* PAGE EXCERPT *
——

# Failing With Coil Building



## Imthiaz Khan (22/6/14)

Hi All,

So i'm trying to get my coils to 1.2 ohms but failing getting to my target resistance. I am using 26g kanthal & according to vapours toolbox it should be 11/12 wraps on a 2mm ID. When i build it, it comes 3.7 ohms . What am i doing wrong?


----------



## Silver (22/6/14)

Sounds strange @Bubbly 
26g wire 11 wraps should not be anywhere near that high in ohms
I suspect either the way you connected it up is interfering with the reading or the ohm meter is giving a strange reading. 

Also, cant really see how you have connected it in your photo and i have no experience with the 3D dripper.

Reactions: Like 1


----------



## BhavZ (22/6/14)

There could be a few reasons why you are getting high ohms

ohm reader is fault
the wraps of the coil could be overlapping 
The legs on your coil are two long

resistance is not just about wraps on a coil but also about how much kanthal you are using (leg length plays a big part in this)


Hope that helps

Reactions: Agree 3


----------



## ET (22/6/14)

——

* DATA PROVIDED *

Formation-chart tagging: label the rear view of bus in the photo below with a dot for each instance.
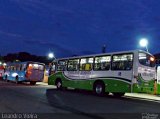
(144, 73)
(34, 72)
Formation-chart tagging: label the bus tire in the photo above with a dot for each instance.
(99, 88)
(58, 84)
(118, 94)
(16, 79)
(33, 83)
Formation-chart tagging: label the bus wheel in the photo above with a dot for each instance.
(59, 84)
(118, 94)
(33, 83)
(99, 88)
(16, 79)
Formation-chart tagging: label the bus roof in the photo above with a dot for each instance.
(101, 54)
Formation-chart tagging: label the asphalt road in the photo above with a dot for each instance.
(47, 102)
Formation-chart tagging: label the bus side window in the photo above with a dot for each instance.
(88, 67)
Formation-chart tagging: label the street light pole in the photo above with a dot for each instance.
(144, 43)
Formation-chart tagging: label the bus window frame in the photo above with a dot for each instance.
(92, 64)
(147, 59)
(77, 64)
(121, 55)
(66, 60)
(109, 62)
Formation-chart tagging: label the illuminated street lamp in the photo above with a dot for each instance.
(144, 43)
(51, 55)
(4, 64)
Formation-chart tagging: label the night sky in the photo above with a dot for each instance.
(78, 27)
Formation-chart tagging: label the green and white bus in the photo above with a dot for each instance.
(116, 73)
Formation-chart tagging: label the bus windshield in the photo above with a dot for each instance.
(36, 66)
(146, 59)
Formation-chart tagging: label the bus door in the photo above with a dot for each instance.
(122, 69)
(1, 71)
(35, 72)
(158, 74)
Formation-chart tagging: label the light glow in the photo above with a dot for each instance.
(143, 42)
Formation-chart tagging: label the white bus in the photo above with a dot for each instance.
(116, 73)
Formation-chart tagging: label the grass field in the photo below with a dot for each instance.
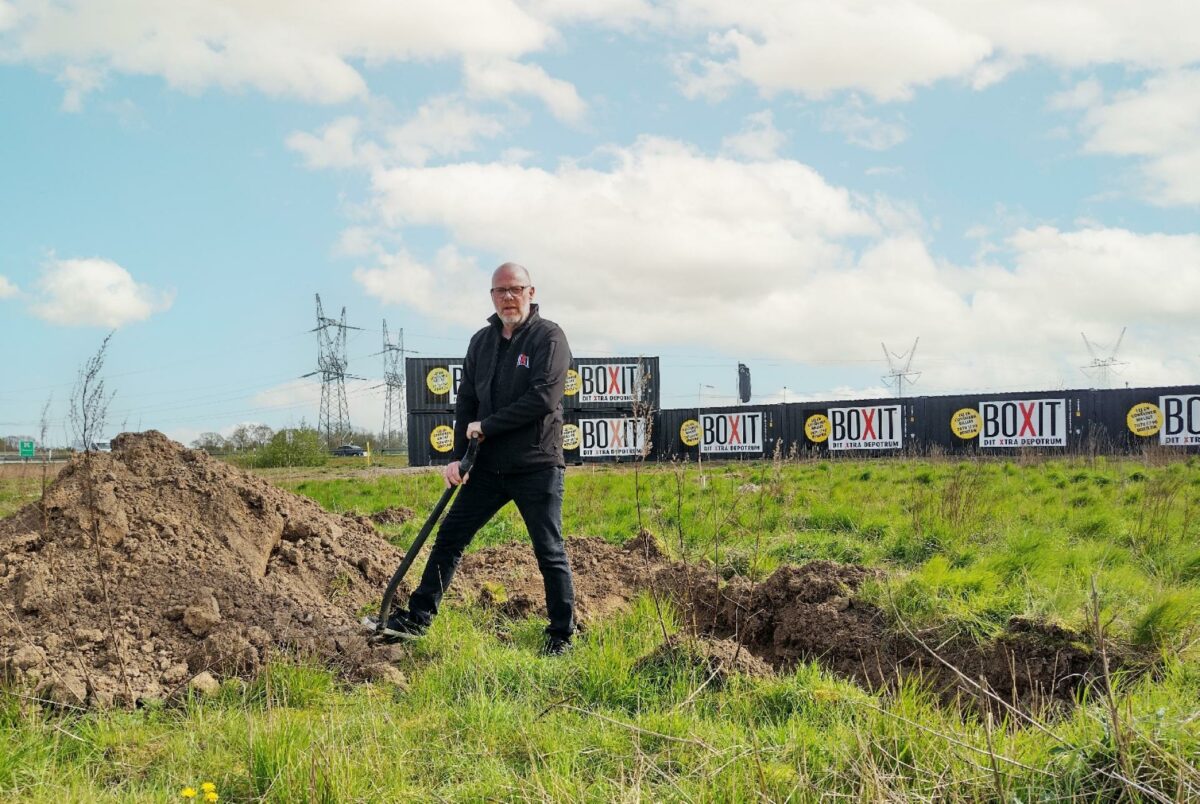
(964, 546)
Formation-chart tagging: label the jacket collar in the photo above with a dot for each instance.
(497, 324)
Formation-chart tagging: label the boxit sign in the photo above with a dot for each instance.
(610, 382)
(1181, 420)
(611, 437)
(444, 381)
(731, 432)
(1024, 423)
(876, 427)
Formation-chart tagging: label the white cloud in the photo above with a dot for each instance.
(1158, 124)
(882, 48)
(94, 293)
(295, 48)
(400, 279)
(79, 82)
(667, 246)
(759, 139)
(887, 49)
(861, 129)
(624, 15)
(443, 126)
(498, 78)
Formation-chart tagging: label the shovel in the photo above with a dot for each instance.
(377, 625)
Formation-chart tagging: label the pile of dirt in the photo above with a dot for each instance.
(396, 515)
(810, 612)
(154, 568)
(798, 613)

——

* ACTIONS TO TAKE *
1) Answer these questions using the coil-building thread:
(a) What gauge of kanthal is Imthiaz Khan using?
(b) What resistance does the finished build measure?
(c) According to BhavZ, what plays a big part in how much kanthal is used?
2) In the coil-building thread, rewrite the paragraph beginning "So i'm trying to get my coils" as a short bulleted list that keeps its main facts.
3) Translate this sentence from the coil-building thread into Spanish: "I suspect either the way you connected it up is interfering with the reading or the ohm meter is giving a strange reading."
Use only the coil-building thread to respond.

* RESULTS BY TASK *
1)
(a) 26g
(b) 3.7 ohms
(c) Leg length

2)
- Target resistance: 1.2 ohms
- Wire: 26g kanthal
- Vapours toolbox suggests 11/12 wraps on a 2mm ID
- Actual build measures 3.7 ohms
- Asks what is going wrong

3) Sospecho que, o bien la forma en que lo conectaste está interfiriendo con la lectura, o bien el ohmímetro está dando una lectura extraña.